**What to produce**. Extract each line from the rows below that contains the string "holding".

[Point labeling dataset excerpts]
____

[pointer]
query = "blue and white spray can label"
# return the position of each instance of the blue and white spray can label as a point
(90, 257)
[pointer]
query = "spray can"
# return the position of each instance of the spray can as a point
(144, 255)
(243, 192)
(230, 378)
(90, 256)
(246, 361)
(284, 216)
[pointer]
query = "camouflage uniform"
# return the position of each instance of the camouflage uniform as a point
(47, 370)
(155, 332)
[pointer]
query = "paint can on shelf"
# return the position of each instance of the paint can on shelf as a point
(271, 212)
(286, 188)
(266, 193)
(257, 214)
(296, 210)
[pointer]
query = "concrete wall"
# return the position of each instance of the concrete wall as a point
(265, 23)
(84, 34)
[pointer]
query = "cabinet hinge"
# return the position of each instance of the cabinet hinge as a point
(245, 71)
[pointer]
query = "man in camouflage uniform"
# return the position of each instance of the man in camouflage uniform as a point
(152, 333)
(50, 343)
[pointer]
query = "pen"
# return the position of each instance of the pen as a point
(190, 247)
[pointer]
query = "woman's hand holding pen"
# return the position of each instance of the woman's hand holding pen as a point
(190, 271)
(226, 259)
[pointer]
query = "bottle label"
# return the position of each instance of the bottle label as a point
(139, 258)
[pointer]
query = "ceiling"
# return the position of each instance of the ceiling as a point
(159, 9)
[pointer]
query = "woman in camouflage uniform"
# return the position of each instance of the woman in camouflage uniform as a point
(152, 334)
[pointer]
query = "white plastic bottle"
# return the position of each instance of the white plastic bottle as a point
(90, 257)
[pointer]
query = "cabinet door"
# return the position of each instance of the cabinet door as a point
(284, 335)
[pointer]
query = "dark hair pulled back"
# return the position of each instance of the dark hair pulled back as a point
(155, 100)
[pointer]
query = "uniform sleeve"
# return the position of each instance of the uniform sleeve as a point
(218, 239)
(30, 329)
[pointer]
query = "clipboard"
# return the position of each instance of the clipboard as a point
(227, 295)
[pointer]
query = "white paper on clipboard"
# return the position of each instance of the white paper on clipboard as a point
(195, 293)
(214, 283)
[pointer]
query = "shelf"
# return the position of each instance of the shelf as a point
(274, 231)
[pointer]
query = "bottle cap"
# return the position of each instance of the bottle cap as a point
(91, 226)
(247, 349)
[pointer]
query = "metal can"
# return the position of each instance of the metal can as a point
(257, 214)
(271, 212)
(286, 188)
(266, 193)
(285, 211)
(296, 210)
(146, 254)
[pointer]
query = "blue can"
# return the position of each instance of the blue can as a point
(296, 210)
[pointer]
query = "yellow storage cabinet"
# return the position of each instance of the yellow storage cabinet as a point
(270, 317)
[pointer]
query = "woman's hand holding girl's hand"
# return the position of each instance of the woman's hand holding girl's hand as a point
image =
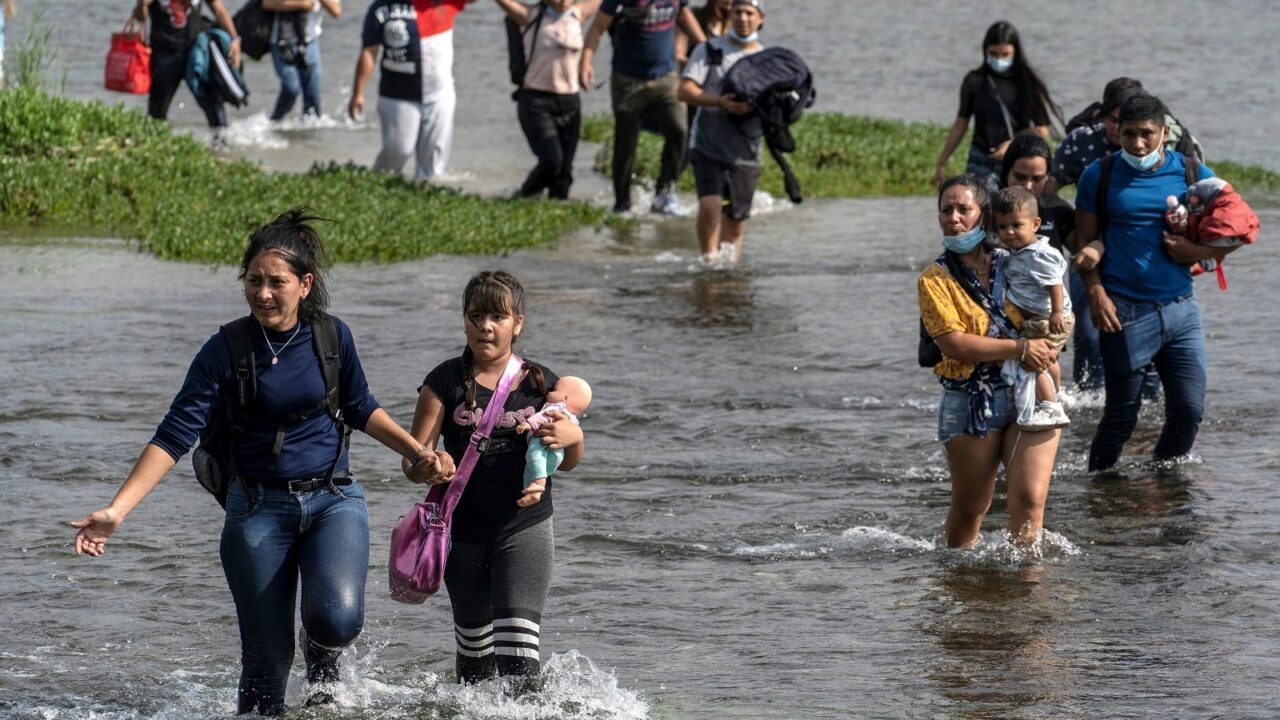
(533, 495)
(95, 531)
(561, 432)
(432, 466)
(1041, 354)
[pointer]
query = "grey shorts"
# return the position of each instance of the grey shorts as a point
(735, 183)
(954, 413)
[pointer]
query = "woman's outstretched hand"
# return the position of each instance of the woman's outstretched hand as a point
(533, 495)
(432, 466)
(95, 531)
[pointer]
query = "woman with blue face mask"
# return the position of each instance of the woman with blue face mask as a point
(961, 308)
(1004, 96)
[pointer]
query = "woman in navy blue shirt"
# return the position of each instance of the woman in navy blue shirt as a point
(293, 511)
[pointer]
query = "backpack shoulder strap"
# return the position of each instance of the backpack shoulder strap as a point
(240, 345)
(714, 55)
(1104, 188)
(324, 338)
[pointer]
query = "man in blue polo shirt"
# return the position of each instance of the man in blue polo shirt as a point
(644, 83)
(1141, 294)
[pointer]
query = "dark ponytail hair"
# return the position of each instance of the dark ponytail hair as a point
(292, 237)
(1027, 144)
(493, 292)
(1031, 89)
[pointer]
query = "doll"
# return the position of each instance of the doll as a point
(570, 396)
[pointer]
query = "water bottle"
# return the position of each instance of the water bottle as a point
(1175, 215)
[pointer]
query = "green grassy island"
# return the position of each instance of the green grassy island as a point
(97, 169)
(91, 168)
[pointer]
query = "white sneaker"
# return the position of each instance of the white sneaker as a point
(666, 204)
(1047, 417)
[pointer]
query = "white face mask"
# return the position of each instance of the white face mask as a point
(1000, 65)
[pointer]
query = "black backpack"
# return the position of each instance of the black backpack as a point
(517, 59)
(777, 85)
(214, 459)
(254, 26)
(1105, 164)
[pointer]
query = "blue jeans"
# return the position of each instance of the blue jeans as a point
(296, 81)
(270, 538)
(1087, 369)
(1171, 337)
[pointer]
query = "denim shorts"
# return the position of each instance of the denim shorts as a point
(954, 413)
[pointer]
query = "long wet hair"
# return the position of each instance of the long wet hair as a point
(1025, 144)
(1031, 89)
(292, 237)
(493, 292)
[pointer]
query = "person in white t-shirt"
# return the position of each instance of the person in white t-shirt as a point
(416, 96)
(549, 101)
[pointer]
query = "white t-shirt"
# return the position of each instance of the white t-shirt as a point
(311, 26)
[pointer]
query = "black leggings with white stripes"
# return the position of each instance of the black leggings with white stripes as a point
(498, 591)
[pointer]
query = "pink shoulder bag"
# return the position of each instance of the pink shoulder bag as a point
(420, 541)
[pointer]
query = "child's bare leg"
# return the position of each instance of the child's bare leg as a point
(533, 495)
(1045, 387)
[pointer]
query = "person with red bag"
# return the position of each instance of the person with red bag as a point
(174, 26)
(499, 564)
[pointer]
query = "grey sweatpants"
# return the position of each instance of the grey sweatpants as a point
(497, 592)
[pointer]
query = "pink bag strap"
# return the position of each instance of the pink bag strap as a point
(480, 437)
(133, 27)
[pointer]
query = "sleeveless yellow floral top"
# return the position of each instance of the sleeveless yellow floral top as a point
(945, 308)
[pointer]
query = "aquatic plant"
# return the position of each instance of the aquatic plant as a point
(36, 55)
(842, 155)
(97, 169)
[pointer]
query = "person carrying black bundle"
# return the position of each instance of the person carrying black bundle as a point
(174, 27)
(725, 154)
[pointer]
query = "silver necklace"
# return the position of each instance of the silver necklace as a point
(275, 354)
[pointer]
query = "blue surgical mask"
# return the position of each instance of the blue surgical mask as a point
(1000, 65)
(1143, 164)
(964, 242)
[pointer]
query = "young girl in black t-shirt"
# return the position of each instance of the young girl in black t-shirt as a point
(1004, 95)
(501, 556)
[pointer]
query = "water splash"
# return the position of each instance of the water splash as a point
(571, 688)
(880, 540)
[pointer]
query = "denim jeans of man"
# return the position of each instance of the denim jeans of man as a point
(297, 81)
(552, 124)
(1171, 337)
(1087, 369)
(270, 540)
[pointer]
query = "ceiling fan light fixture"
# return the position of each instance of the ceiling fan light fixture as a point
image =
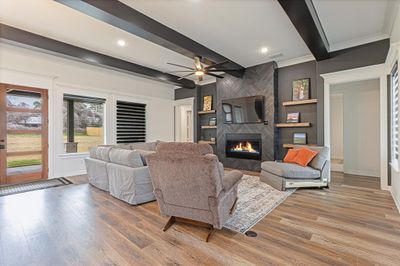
(199, 73)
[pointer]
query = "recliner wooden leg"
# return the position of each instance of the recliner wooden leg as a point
(210, 234)
(169, 223)
(233, 208)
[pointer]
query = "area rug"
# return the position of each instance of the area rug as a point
(31, 186)
(255, 200)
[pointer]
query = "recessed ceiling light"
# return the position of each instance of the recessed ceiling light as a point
(264, 50)
(121, 43)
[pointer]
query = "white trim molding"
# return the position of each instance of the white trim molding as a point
(359, 74)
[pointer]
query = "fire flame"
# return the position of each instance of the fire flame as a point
(244, 147)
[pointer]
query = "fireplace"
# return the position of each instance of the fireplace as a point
(243, 146)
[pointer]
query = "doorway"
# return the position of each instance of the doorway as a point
(23, 134)
(184, 123)
(355, 129)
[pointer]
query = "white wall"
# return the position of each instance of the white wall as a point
(337, 125)
(26, 67)
(361, 126)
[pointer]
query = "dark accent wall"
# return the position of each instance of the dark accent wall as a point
(276, 85)
(257, 80)
(308, 113)
(183, 93)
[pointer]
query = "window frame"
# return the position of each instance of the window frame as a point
(71, 99)
(394, 122)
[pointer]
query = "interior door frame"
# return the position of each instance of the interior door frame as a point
(43, 131)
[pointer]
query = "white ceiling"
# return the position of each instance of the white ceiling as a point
(349, 23)
(237, 29)
(54, 20)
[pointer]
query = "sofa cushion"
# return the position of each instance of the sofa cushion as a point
(289, 170)
(304, 156)
(100, 153)
(184, 148)
(125, 146)
(147, 146)
(144, 154)
(126, 157)
(319, 161)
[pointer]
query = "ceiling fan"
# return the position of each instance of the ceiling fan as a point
(199, 70)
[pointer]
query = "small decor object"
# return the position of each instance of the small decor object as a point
(300, 138)
(301, 89)
(212, 121)
(293, 117)
(207, 103)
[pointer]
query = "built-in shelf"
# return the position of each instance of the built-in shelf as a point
(206, 112)
(293, 125)
(208, 127)
(290, 146)
(310, 101)
(206, 142)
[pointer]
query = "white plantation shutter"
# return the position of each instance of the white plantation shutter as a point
(131, 122)
(395, 112)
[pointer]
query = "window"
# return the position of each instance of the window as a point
(131, 122)
(83, 123)
(394, 76)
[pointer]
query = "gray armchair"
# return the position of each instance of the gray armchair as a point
(188, 183)
(287, 175)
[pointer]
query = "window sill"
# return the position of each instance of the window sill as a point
(73, 155)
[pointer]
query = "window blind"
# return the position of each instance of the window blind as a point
(395, 111)
(131, 122)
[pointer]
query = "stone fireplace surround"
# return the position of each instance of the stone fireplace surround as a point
(257, 80)
(238, 145)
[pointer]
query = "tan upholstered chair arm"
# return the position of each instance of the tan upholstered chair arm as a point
(230, 179)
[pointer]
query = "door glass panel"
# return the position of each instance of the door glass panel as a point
(24, 121)
(24, 142)
(24, 99)
(24, 164)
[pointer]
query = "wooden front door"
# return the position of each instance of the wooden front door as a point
(23, 134)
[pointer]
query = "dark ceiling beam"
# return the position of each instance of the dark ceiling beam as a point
(305, 19)
(25, 38)
(126, 18)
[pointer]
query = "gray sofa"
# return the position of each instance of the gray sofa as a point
(122, 170)
(287, 175)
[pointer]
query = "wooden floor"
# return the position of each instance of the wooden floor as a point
(352, 223)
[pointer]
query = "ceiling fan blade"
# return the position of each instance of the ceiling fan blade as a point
(181, 71)
(197, 63)
(214, 75)
(186, 76)
(216, 65)
(220, 70)
(180, 66)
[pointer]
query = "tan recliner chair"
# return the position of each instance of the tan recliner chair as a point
(189, 183)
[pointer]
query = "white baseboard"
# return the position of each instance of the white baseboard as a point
(69, 173)
(361, 172)
(395, 198)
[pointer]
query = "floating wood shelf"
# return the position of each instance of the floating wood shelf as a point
(293, 125)
(208, 127)
(310, 101)
(206, 142)
(290, 146)
(206, 112)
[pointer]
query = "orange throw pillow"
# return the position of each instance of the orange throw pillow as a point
(291, 156)
(305, 156)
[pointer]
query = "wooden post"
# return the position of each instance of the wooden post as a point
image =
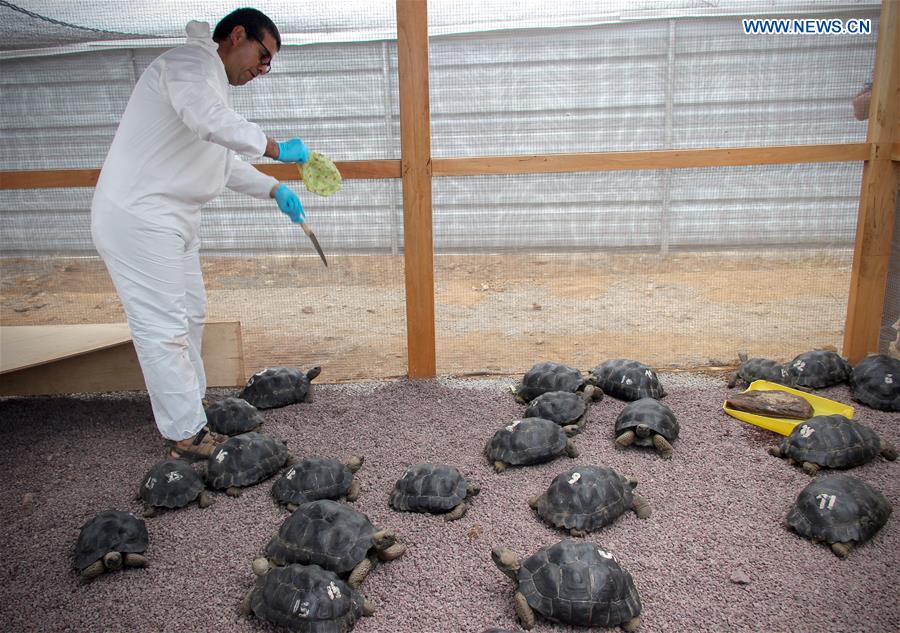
(415, 167)
(877, 200)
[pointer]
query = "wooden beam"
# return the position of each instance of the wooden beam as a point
(662, 159)
(415, 153)
(878, 196)
(53, 178)
(109, 363)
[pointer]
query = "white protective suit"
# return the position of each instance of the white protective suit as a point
(175, 150)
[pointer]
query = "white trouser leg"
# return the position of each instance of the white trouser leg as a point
(195, 303)
(157, 276)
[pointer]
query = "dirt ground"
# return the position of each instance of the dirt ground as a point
(494, 314)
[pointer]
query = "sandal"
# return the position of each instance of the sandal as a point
(201, 447)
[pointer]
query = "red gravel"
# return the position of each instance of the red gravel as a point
(718, 508)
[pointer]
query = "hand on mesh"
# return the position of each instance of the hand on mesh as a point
(293, 151)
(290, 204)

____

**Solution**.
query = "woman's hand holding pen"
# return the position of each instance of the woman's hand holding pen as a point
query = "woman's hand holding girl's hand"
# return the position of each instance of the woman's hand holding girl's hand as a point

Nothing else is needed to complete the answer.